◆ MATERIAL TO PROCESS ◆
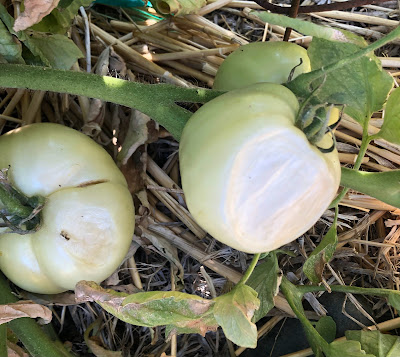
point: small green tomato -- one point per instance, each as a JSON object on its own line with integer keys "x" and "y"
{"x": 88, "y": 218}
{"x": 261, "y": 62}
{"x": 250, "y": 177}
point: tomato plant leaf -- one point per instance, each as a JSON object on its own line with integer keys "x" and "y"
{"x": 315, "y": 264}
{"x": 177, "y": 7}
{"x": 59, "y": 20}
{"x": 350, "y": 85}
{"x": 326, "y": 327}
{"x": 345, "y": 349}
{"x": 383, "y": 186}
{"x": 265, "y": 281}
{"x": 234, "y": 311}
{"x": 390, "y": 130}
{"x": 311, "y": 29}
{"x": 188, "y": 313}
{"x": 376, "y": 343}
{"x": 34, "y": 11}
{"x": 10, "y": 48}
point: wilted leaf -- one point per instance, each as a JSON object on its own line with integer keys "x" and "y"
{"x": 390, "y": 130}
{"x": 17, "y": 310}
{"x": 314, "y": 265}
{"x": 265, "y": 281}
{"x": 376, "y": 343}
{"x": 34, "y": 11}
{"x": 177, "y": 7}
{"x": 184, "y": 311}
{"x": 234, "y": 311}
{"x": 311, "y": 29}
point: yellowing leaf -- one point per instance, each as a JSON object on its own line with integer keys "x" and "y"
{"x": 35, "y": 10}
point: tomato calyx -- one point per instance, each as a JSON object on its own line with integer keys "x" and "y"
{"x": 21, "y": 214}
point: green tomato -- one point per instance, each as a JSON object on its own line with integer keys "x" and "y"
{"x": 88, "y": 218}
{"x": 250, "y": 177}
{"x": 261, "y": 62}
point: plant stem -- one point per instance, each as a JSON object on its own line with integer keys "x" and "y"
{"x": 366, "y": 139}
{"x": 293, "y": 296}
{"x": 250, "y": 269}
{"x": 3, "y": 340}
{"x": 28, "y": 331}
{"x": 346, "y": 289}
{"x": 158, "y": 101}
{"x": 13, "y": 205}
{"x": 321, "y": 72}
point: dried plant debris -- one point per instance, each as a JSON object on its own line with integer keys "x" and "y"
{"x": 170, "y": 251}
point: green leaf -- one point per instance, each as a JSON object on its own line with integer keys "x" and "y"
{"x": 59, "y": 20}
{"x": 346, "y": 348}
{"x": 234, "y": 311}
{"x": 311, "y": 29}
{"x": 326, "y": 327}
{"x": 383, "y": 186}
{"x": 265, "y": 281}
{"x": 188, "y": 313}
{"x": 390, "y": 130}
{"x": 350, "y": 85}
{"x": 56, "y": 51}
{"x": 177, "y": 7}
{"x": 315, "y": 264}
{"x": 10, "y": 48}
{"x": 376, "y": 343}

---

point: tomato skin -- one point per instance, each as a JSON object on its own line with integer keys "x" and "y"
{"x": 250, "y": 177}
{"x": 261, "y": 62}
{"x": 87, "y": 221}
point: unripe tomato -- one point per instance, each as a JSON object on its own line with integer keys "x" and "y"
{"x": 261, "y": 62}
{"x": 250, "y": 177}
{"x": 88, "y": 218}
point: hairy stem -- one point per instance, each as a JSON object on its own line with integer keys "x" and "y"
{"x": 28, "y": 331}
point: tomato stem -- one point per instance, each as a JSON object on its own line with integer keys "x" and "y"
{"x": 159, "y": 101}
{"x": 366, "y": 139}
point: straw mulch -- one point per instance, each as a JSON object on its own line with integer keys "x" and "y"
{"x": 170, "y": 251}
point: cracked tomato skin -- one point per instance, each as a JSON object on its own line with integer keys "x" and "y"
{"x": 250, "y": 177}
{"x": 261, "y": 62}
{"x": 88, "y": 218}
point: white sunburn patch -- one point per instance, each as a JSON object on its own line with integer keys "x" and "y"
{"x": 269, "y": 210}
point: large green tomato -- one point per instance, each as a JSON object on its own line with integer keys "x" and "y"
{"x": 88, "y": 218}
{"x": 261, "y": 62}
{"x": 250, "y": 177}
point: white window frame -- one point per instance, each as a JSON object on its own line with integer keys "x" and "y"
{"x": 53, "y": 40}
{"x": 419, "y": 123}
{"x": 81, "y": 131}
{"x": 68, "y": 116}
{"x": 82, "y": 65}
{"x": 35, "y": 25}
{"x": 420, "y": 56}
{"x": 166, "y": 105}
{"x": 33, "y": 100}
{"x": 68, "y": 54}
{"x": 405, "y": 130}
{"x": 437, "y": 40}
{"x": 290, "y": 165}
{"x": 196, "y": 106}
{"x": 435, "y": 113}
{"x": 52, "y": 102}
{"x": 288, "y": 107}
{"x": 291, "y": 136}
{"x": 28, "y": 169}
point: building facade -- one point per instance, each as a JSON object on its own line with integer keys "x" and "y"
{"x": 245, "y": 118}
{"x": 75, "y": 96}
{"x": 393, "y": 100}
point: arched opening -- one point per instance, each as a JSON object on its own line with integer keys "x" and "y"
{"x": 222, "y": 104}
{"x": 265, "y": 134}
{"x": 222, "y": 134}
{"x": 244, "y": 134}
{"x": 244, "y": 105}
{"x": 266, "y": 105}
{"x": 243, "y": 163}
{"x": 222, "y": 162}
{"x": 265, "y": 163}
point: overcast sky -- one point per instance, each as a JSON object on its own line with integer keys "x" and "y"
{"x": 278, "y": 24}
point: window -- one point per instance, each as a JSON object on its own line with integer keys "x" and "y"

◆ PROBLEM ◆
Could you restate word for word the lines above, from the one that contains "point: white window" through the one that contains "point: window -- one", and no others?

◆ EXERCISE ANSWER ◆
point: white window frame -- one point per instance, each as a JSON object on its own line with integer keys "x" and "y"
{"x": 53, "y": 40}
{"x": 419, "y": 123}
{"x": 81, "y": 131}
{"x": 68, "y": 116}
{"x": 82, "y": 65}
{"x": 35, "y": 25}
{"x": 420, "y": 56}
{"x": 166, "y": 105}
{"x": 33, "y": 100}
{"x": 68, "y": 54}
{"x": 405, "y": 130}
{"x": 437, "y": 40}
{"x": 290, "y": 165}
{"x": 196, "y": 106}
{"x": 435, "y": 113}
{"x": 52, "y": 102}
{"x": 288, "y": 107}
{"x": 291, "y": 136}
{"x": 28, "y": 169}
point: building facade -- one point per instance, each as a JSON object on its own line with integer keys "x" and "y"
{"x": 245, "y": 118}
{"x": 75, "y": 96}
{"x": 393, "y": 100}
point: arched opening -- one point per instance, each as a JSON object on its own line with integer keys "x" and "y"
{"x": 222, "y": 104}
{"x": 265, "y": 134}
{"x": 222, "y": 134}
{"x": 244, "y": 134}
{"x": 244, "y": 105}
{"x": 266, "y": 105}
{"x": 243, "y": 163}
{"x": 222, "y": 162}
{"x": 265, "y": 163}
point: overcast sky -- one point per instance, each as a JSON object on its own line with integer keys "x" and "y"
{"x": 278, "y": 24}
point: window -- one point per instance, each as a JSON object on its own line with integer keys "x" and "y"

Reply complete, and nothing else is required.